Request 1 => In the forum post about extracting a URL with Selenium, what error appears after the switch to Firefox and GeckoDriver?
Request 2 => Summarize the forum post about extracting a URL with Selenium in two sentences.

Selected extract =>
-------
0

I'm trying to extract a URL from the href attribute of a specific tag on a webpage using Python and Selenium. The tag has a href attribute that starts with "javascript:SetAzurePlayerFileName", and I want to extract the URL that follows this string.

Here's an example of the tag (from this page):

<a href="javascript:SetAzurePlayerFileName('https://video.knesset.gov.il/KnsVod/_definst_/mp4:CMT/CmtSession_2081117.mp4/manifest.mpd',...">Link text</a>

I want to extract the URL "https://video.knesset.gov.il/KnsVod/_definst_/mp4:CMT/CmtSession_2081117.mp4/manifest.mpd".

I've tried using BeautifulSoup with the requests library, but it seems the content of the webpage is loaded dynamically with JavaScript, so requests can't fetch the tag.

I then tried using Selenium with ChromeDriver, but I encountered issues with the WebDriver and the browser driver. I also tried setting the User-Agent header and waiting for the tag to be present with WebDriverWait, but I still couldn't find the element.

I switched to Firefox and GeckoDriver, but I'm still unable to find the element, and I'm getting a "NoSuchElementError".

Here's the latest version of my script:

from selenium import webdriver
from selenium.webdriver.firefox.service import Service
from webdriver_manager.firefox import GeckoDriverManager
from selenium.webdriver.common.by import By
from selenium.webdriver.support.ui import WebDriverWait
from selenium.webdriver.support import expected_conditions as EC
import re

def get_url_from_webpage(url):
    options = webdriver.FirefoxOptions()
-------
Supplied information =>
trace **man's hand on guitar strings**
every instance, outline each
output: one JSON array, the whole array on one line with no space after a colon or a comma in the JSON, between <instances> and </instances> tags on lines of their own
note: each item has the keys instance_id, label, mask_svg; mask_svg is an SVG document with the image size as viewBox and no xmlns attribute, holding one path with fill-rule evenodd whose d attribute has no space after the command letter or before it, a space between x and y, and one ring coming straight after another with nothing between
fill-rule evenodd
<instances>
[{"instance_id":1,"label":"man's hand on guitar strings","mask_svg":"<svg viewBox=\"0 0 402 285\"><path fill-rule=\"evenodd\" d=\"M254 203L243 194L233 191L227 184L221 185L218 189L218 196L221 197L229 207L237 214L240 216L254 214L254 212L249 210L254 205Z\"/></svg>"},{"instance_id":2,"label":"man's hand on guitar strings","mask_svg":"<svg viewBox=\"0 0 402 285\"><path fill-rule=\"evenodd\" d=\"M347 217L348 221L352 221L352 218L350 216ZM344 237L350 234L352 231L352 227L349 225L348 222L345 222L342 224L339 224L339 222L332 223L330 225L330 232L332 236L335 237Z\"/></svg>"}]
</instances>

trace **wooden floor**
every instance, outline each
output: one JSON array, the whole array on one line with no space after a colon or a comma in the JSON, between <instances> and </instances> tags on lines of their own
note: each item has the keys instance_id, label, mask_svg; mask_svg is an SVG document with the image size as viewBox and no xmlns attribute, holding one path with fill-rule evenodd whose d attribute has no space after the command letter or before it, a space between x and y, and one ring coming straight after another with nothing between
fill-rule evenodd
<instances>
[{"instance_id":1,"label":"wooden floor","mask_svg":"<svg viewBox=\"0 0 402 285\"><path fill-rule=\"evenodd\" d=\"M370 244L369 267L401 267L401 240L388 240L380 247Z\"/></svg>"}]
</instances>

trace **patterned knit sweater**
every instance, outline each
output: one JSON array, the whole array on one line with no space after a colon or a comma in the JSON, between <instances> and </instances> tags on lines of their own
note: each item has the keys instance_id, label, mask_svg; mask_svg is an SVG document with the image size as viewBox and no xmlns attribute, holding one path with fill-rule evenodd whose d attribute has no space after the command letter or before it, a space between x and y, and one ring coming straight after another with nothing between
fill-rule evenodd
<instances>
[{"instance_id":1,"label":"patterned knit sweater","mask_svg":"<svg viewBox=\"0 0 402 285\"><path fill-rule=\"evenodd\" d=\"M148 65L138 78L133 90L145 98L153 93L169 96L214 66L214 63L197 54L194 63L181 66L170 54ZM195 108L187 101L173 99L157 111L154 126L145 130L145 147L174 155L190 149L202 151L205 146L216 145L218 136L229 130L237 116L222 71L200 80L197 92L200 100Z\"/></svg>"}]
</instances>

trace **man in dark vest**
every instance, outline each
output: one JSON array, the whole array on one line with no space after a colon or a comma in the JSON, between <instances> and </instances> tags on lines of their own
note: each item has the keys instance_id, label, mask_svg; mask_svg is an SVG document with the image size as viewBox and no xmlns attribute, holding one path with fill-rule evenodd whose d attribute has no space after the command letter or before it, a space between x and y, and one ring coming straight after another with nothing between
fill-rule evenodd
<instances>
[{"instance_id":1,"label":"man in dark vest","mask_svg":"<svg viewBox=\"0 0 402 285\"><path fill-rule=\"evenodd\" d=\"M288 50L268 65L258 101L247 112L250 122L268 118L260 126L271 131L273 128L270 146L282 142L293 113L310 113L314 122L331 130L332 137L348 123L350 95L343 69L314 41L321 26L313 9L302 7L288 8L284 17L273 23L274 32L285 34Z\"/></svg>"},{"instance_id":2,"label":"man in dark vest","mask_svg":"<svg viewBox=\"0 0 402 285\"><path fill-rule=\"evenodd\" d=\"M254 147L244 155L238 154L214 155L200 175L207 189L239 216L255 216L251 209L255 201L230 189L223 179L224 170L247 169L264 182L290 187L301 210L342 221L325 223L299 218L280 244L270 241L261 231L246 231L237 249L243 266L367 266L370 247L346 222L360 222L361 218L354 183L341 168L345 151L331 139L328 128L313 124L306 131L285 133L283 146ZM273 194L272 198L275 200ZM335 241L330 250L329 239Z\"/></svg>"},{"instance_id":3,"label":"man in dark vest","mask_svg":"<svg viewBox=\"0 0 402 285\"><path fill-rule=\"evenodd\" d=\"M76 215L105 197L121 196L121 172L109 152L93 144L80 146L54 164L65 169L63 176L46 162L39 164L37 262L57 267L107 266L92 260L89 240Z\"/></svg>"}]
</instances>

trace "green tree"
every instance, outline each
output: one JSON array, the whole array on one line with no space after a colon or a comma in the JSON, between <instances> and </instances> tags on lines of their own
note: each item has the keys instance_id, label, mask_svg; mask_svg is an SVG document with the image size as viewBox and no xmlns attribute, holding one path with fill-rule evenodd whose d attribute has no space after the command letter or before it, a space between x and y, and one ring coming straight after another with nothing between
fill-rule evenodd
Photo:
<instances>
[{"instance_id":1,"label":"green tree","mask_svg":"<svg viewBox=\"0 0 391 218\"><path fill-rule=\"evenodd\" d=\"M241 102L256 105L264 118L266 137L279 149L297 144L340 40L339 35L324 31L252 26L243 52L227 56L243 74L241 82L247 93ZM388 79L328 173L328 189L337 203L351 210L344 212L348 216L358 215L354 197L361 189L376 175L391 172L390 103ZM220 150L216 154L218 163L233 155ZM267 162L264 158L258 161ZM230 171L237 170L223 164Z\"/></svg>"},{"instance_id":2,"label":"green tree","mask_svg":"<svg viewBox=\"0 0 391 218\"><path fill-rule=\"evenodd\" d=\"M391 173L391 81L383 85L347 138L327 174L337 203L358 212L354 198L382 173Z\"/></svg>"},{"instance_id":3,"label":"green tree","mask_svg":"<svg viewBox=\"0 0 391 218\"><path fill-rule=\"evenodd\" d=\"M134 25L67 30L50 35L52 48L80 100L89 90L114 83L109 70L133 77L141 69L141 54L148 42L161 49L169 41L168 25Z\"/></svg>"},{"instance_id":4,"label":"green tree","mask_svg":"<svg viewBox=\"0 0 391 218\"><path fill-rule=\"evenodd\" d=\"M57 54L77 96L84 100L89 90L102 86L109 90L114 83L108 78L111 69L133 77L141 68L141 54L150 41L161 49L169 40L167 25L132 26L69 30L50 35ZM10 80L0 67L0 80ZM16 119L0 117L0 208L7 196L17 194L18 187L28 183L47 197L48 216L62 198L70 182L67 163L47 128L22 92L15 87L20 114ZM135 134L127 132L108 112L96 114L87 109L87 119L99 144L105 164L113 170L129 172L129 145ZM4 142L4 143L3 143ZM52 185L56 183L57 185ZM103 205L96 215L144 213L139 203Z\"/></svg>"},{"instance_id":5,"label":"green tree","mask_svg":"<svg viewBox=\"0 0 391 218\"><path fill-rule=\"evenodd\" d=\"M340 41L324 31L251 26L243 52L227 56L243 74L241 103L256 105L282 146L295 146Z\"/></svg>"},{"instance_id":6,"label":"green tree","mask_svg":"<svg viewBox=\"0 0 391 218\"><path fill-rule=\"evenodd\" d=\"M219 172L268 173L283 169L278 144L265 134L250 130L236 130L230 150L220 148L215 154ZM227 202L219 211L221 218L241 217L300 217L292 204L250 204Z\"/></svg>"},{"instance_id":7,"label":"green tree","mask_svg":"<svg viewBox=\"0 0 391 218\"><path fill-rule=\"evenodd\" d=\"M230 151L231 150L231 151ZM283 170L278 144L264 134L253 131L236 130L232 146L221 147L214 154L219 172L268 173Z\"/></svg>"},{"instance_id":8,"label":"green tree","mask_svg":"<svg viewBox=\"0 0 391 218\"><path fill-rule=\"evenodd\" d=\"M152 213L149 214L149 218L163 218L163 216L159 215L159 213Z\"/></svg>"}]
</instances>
-------
Final result 1 => A "NoSuchElementError".

Final result 2 => The poster wants to use Python and Selenium to extract the URL that follows "javascript:SetAzurePlayerFileName" in the href attribute of a tag on a webpage. BeautifulSoup with requests failed because the page's content loads dynamically with JavaScript, and neither Selenium with ChromeDriver nor Selenium with Firefox and GeckoDriver could find the element, the latter raising a "NoSuchElementError".